# [À FAIRE]
Poursuivez le passage à lire consacré à la prolongation du régime de sortie de l'urgence sanitaire, en reprenant juste après sa dernière phrase.
==== PASSAGE À LIRE
Le Premier ministre nous avait prévenus, début septembre, que nous serions sûrement saisis d'un texte visant à proroger la loi votée il y a quelques semaines sur la sortie de l'urgence sanitaire, pour ne pas nous démunir de tout outil face à cette crise qui n'est pas terminée. Notre assemblée avait voté l'instauration d'un état d'urgence sanitaire entre le 24 mars et le 10 juillet en raison de la pandémie. Puis une loi organisant une sortie partielle de cet état d'urgence est entrée en vigueur pour la période du 11 juillet au 30 octobre prochain sur la majeure partie du territoire, hormis la Guyane et Mayotte. Ce texte a prévu de possibles restrictions de circulation des personnes ou des véhicules ainsi que d'accès aux transports en commun là où le virus est actif. Il permet également d'encadrer des rassemblements, de fermer des établissements ou d'imposer des tests virologiques aux personnes arrivant ou quittant le territoire. La Commission nationale consultative des droits de l'Homme (CNCDH), autorité administrative indépendante, avait alors estimé que « l'adoption d'un nouvel état d'exception, non dénommé, ne peut se faire sous couvert de sortie de l'état d'urgence sanitaire ».
Nous voici donc saisis d'un texte qui vise à prolonger encore cet état d'exception. Nos interrogations et nos critiques demeurent. Nous partageons les inquiétudes de nos concitoyens face à la pandémie, mais également vis-à-vis des mesures administratives qui restreignent les libertés. D'une part, certains articles de la loi ne sont pas rédigés comme des dérogations, mais paraissent modifier sans véritable limite dans le temps les dispositions existantes du code de la santé publique. D'autre part, si la loi a besoin d'aller à l'essentiel en matière de libertés individuelles et publiques, toute limitation doit être interprétée strictement et assortie de garanties, ce qui ne sera pas le cas.
Je note aussi que la décision de prorogation est prise sur l'avis du conseil scientifique, dont l'indépendance n'est pas garantie et dont l'exclusivité de l'intervention pose problème, comme l'avait déjà rappelé Mme Roselyne Bachelot, ancienne ministre de la santé.
En l'état, nous ne disposons pas d'un bilan des mesures de police administrative prises par les autorités déconcentrées dans le cadre de l'urgence sanitaire. Encore faudrait-il, il est vrai, que l'Assemblée nationale et le Sénat disposent de prérogatives et de moyens suffisants pour être informés sans délai des mesures prises par le Gouvernement pendant cet état d'exception. Pouvoir requérir des informations complémentaires utiles dans le cadre du contrôle et de l'évaluation de ces mesures serait souhaitable. Nos amendements vont dans ce sens.
========
==== DONNÉES ENREGISTRÉES
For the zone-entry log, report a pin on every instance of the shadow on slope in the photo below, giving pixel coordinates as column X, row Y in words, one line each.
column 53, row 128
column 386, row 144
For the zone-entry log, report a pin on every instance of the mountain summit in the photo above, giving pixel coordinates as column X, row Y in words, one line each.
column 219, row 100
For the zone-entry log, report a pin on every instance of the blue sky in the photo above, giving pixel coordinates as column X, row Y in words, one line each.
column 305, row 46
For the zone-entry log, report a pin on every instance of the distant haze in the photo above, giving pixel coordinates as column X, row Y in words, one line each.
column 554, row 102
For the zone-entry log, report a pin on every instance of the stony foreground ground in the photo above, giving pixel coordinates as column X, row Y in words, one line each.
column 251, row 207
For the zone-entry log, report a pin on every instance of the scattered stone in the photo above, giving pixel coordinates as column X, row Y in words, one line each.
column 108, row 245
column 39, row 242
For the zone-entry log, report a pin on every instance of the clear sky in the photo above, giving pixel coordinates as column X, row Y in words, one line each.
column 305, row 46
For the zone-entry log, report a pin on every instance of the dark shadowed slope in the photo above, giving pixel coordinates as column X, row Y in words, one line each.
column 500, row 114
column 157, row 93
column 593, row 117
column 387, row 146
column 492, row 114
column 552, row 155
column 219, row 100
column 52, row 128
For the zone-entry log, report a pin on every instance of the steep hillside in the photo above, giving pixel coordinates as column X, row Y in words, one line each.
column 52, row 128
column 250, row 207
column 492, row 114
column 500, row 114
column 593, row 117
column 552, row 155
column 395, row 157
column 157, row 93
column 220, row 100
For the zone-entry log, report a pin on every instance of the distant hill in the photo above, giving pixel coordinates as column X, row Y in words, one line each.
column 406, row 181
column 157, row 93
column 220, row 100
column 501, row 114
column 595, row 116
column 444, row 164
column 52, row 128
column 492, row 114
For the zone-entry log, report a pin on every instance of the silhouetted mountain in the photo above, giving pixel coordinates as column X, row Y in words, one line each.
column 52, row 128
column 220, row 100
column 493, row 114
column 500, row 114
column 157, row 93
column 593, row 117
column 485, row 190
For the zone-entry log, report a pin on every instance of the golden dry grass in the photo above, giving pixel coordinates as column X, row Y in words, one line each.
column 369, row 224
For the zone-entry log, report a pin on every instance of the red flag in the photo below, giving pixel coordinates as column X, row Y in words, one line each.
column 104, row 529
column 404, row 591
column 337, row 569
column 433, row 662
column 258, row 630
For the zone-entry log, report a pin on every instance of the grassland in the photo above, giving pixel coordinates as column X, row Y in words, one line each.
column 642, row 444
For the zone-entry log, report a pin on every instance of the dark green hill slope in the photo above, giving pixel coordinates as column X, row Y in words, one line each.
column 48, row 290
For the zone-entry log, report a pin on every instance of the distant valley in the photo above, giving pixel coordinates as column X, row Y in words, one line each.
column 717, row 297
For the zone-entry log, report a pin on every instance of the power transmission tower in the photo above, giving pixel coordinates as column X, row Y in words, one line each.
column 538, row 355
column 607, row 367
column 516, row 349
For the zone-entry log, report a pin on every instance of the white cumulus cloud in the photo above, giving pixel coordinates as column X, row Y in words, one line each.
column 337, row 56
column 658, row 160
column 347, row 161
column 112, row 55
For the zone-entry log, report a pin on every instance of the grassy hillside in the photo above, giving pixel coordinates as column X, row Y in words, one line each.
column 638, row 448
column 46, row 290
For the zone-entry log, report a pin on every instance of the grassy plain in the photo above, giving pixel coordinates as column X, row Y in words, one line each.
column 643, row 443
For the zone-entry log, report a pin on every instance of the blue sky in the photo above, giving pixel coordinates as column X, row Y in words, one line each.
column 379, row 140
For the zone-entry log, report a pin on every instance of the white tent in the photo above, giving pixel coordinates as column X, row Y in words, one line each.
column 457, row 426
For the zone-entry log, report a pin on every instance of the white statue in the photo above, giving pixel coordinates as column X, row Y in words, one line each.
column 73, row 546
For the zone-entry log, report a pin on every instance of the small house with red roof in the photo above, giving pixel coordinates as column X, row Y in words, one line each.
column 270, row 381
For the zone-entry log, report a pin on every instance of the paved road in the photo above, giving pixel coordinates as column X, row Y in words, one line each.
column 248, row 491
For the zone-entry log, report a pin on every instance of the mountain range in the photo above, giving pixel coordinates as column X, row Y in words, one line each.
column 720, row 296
========
# [RÉSULTAT DE L'EXERCICE]
On l'a vu, des mesures ont été prises dont la portée variait considérablement d'une ville à l'autre, d'un territoire à l'autre, sans raison objective : faire du vélo sans masque a été autorisé à Paris, mais dans le même temps interdit au Mans… Dans ce dernier cas, l'autorité administrative a revu son dispositif alors que le juge administratif était saisi sur l'absence de proportionnalité de cette mesure. Autrement dit, le respect des libertés individuelles tient, dans bien des cas, au fait que nos concitoyens saisissent le juge. Ce n'est pas bon : la préservation des libertés publiques suppose en premier lieu que l'autorité administrative s'attache à respecter les principes du droit et à faire preuve de discernement. Comment de telles incohérences, pour ne pas dire aberrations, pourront-elles être prévenues ?
En matière de dépistage, la stratégie semble avoir évolué. Beaucoup de nos compatriotes ne semblent pas comprendre ce qu'il est le plus pertinent de faire. Pendant l'été, les dépistages massifs auraient pu et dû être orientés vers des publics sensibles. Par ailleurs, les délais de test en viennent à dépasser la période de contagiosité, ce qui remet en cause la stratégie elle-même.
Enfin, s'agissant des informations sur les données collectées, l'avis du comité de contrôle et de liaison covid-19 joint au projet de loi met en évidence l'enjeu essentiel que constitue la célérité d'un parcours « tester, tracer, isoler ». Malheureusement, ce n'est pas convaincant : en reprenant le cadre applicable sans retour sur les stratégies opérationnelles à mettre en œuvre, le projet de loi pose plus de questions qu'il n'apporte de certitudes. Le groupe Socialites et apparentés entend donc limiter cette prorogation à ce qui est strictement nécessaire. Il proposera plusieurs mesures visant à améliorer le contrôle parlementaire.